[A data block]
>> BEGIN
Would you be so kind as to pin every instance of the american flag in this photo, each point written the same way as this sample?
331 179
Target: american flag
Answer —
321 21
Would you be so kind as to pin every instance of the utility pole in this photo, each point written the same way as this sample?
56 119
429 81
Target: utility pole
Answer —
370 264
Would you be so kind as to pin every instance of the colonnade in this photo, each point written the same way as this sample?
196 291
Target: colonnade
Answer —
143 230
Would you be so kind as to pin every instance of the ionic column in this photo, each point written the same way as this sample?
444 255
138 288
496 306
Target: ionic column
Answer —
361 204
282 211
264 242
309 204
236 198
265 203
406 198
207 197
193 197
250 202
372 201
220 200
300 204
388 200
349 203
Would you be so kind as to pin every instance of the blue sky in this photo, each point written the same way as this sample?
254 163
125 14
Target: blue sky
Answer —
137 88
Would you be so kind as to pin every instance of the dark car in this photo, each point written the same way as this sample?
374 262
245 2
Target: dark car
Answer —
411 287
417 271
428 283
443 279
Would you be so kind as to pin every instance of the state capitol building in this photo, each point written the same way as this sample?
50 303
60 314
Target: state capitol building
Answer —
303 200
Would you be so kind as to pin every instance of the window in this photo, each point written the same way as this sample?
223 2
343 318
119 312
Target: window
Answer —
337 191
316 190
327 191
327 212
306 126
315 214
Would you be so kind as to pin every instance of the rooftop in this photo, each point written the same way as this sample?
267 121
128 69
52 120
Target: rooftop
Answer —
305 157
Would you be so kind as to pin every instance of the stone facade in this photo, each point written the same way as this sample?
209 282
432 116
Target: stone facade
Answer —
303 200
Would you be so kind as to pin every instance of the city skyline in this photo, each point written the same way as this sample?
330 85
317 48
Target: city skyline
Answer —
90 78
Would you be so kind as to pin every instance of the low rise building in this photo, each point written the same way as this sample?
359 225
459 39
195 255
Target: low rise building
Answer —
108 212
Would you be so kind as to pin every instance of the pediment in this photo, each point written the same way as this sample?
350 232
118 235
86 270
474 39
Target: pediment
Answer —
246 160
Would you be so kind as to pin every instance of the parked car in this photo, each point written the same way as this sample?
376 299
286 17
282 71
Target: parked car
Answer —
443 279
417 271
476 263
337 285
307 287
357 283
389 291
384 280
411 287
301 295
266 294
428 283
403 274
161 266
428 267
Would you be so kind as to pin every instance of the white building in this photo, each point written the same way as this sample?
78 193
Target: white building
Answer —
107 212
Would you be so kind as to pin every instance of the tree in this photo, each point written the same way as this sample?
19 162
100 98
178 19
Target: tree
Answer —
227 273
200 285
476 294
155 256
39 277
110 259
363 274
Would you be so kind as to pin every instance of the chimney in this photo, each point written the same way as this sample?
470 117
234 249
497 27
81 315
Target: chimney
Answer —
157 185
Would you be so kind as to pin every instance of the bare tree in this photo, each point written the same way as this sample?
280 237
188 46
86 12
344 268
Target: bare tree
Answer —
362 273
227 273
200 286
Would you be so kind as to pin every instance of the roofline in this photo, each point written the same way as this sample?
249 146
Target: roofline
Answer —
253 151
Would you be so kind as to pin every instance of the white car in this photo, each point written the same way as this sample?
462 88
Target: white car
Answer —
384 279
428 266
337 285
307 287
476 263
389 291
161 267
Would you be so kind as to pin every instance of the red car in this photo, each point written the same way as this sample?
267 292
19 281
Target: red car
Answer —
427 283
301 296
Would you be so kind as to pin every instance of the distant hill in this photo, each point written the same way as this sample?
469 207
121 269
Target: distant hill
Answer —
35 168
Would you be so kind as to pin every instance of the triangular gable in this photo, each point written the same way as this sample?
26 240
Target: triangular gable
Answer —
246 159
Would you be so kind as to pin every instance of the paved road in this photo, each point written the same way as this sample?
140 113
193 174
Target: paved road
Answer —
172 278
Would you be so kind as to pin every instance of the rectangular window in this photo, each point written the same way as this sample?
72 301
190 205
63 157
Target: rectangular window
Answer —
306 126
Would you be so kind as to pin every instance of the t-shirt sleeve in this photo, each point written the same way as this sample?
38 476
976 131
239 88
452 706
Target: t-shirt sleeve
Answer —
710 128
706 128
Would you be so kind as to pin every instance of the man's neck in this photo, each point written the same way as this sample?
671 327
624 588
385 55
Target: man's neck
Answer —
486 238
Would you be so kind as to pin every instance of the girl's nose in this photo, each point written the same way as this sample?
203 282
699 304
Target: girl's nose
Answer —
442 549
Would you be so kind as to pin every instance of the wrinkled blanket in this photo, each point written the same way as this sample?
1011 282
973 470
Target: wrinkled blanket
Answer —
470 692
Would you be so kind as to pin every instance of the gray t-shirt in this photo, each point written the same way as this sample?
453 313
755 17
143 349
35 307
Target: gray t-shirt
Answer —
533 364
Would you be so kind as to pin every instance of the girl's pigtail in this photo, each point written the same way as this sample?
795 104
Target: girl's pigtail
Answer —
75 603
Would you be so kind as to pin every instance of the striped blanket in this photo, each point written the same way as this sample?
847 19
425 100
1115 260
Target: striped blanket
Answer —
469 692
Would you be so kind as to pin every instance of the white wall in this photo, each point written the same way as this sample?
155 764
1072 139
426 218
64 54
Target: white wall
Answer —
>> END
PROBLEM TO WORK ON ▸ Output every line of the listing above as a JSON list of strings, one string per line, leaving out blank lines.

ANSWER TO THE TASK ▸
[
  "Would you be so kind as to pin every instance of the american flag in this photo, each point written the same way as this sample?",
  "331 179",
  "Target: american flag",
  "Answer —",
  "321 21",
  "Would you be so kind as to pin every instance of the utility pole in this photo, each point written the same way as this sample?",
  "56 119",
  "429 81",
  "Target: utility pole",
  "Answer —",
  "370 264",
  "Would you be so kind as to pin every instance of the colonnade in this photo, each point written the same way as this sample?",
  "196 291",
  "Target: colonnade",
  "Answer —",
  "143 230",
  "Would you be so kind as to pin every instance of the ionic column in this photo, each point written the same way as this sample?",
  "444 255",
  "138 288",
  "496 306",
  "Target: ionic column",
  "Answer —",
  "361 204",
  "282 211",
  "264 242",
  "309 204",
  "236 198",
  "265 203",
  "406 198",
  "207 197",
  "193 197",
  "250 202",
  "372 201",
  "220 200",
  "300 204",
  "388 200",
  "349 203",
  "Would you be so kind as to pin every instance of the blue sky in this photo, each point written the same way as this sample?",
  "254 163",
  "125 14",
  "Target: blue sky",
  "Answer —",
  "137 88",
  "Would you be so kind as to pin every instance of the dark car in this photo, each point written the same way as this sample?",
  "374 262",
  "245 2",
  "Target: dark car",
  "Answer —",
  "411 287",
  "417 271",
  "428 283",
  "443 279",
  "Would you be so kind as to pin every instance of the state capitol building in this photo, each point written the same way as this sample?",
  "50 303",
  "60 314",
  "Target: state capitol building",
  "Answer —",
  "303 200",
  "Would you be so kind as to pin every instance of the window in this photo, each point written the same way as this sample?",
  "223 2",
  "343 318",
  "119 312",
  "Target: window",
  "Answer —",
  "337 191",
  "316 190",
  "327 191",
  "327 212",
  "306 126",
  "315 214",
  "Would you be so kind as to pin every instance of the rooftop in this photo, each point written the same way as this sample?",
  "267 121",
  "128 69",
  "52 120",
  "Target: rooftop",
  "Answer —",
  "305 157",
  "Would you be so kind as to pin every instance of the stone facade in this photo, each point written the same way as this sample?",
  "209 282",
  "432 116",
  "Target: stone facade",
  "Answer —",
  "303 200",
  "Would you be so kind as to pin every instance of the city skyline in this photo, each point written the same way as this sample?",
  "330 85",
  "317 48",
  "Target: city skyline",
  "Answer —",
  "90 78",
  "Would you be so kind as to pin every instance of the low rise building in this photo, each point written the same way as this sample?",
  "359 225",
  "459 39",
  "195 255",
  "Target: low rise building",
  "Answer —",
  "108 212",
  "Would you be so kind as to pin every instance of the pediment in this photo, each point written the same way as this sample?",
  "350 232",
  "118 235",
  "86 270",
  "474 39",
  "Target: pediment",
  "Answer —",
  "246 160",
  "Would you be so kind as to pin every instance of the parked car in this photo, each point written the same way as this sample?",
  "376 299",
  "286 17",
  "282 71",
  "Target: parked car",
  "Answer —",
  "443 279",
  "417 271",
  "476 263",
  "337 285",
  "307 287",
  "357 283",
  "389 291",
  "384 280",
  "411 287",
  "301 295",
  "266 294",
  "428 283",
  "403 274",
  "161 266",
  "428 267",
  "Would you be so kind as to pin every instance of the white building in this photo, each point written the same way as this sample?",
  "78 193",
  "Target: white building",
  "Answer —",
  "107 212",
  "Would you be so kind as to pin every instance of the tree in this photo, each point written the same way as this sample?",
  "19 162",
  "100 98",
  "178 19",
  "Target: tree",
  "Answer —",
  "227 273",
  "200 285",
  "476 294",
  "155 256",
  "39 277",
  "110 259",
  "363 274",
  "Would you be so kind as to pin every instance of the chimney in this photo, each point written the same way as this sample?",
  "470 117",
  "234 249",
  "497 27",
  "81 315",
  "Target: chimney",
  "Answer —",
  "157 185",
  "Would you be so kind as to pin every instance of the bare tree in this photo, each point written the same way as this sample?",
  "280 237",
  "188 46",
  "86 12",
  "344 268",
  "Target: bare tree",
  "Answer —",
  "362 273",
  "227 273",
  "200 286",
  "Would you be so kind as to pin every instance of the roofline in this photo, each point written the same way as this sample?",
  "249 146",
  "Target: roofline",
  "Answer —",
  "253 151",
  "Would you be so kind as to pin every instance of the white car in this photo, each point written the same way as this sample?",
  "462 88",
  "Target: white car",
  "Answer —",
  "384 279",
  "428 266",
  "337 285",
  "307 287",
  "476 263",
  "389 291",
  "161 267",
  "Would you be so kind as to pin every instance of the red car in this photo, each point written the same way as this sample?",
  "267 292",
  "19 281",
  "Target: red car",
  "Answer —",
  "427 283",
  "301 296",
  "Would you be so kind as to pin every instance of the distant hill in this photo, each point written the same way as this sample?",
  "469 207",
  "121 269",
  "Target: distant hill",
  "Answer —",
  "35 168",
  "Would you be so kind as to pin every instance of the triangular gable in this photo, each point written the same way as this sample?",
  "26 240",
  "Target: triangular gable",
  "Answer —",
  "246 159",
  "Would you be so kind as to pin every instance of the paved road in this photo, each point written the same way as this sample?",
  "140 113",
  "193 174",
  "Target: paved road",
  "Answer —",
  "172 278",
  "Would you be so kind as to pin every instance of the rectangular window in this photo, each point written the same way as this sample?",
  "72 301",
  "190 205",
  "63 157",
  "Target: rectangular window",
  "Answer —",
  "306 126",
  "Would you be so kind as to pin every instance of the t-shirt sleeve in this photo, each point written the same way as this sample?",
  "38 476",
  "976 131",
  "239 88",
  "452 706",
  "Target: t-shirt sleeve",
  "Answer —",
  "710 128",
  "706 128",
  "Would you be so kind as to pin every instance of the man's neck in this photo, each point written the same way as this sample?",
  "671 327",
  "624 588",
  "385 55",
  "Target: man's neck",
  "Answer —",
  "486 238",
  "Would you be so kind as to pin every instance of the girl's nose in this photo, each point written the same way as this sample?",
  "203 282",
  "699 304",
  "Target: girl's nose",
  "Answer —",
  "442 549",
  "Would you be so kind as to pin every instance of the wrinkled blanket in this photo, each point written the same way as this sample?",
  "1011 282",
  "973 470",
  "Target: wrinkled blanket",
  "Answer —",
  "470 692",
  "Would you be so kind as to pin every instance of the gray t-shirt in this photo, each point written the same way as this sample?",
  "453 313",
  "755 17",
  "143 349",
  "35 307",
  "Target: gray t-shirt",
  "Answer —",
  "533 364",
  "Would you be so kind as to pin every instance of the girl's pigtail in this photo, each point written the same way as this sample?",
  "795 104",
  "Target: girl's pigtail",
  "Answer —",
  "75 603",
  "Would you be so kind as to pin every instance of the striped blanket in this photo, each point written the same way as this sample?",
  "847 19",
  "425 100",
  "1115 260",
  "Target: striped blanket",
  "Answer —",
  "469 692",
  "Would you be so kind as to pin every instance of the white wall in this photo, each point written the same way as this sample?",
  "155 764",
  "1072 139",
  "426 218",
  "64 54",
  "Target: white wall",
  "Answer —"
]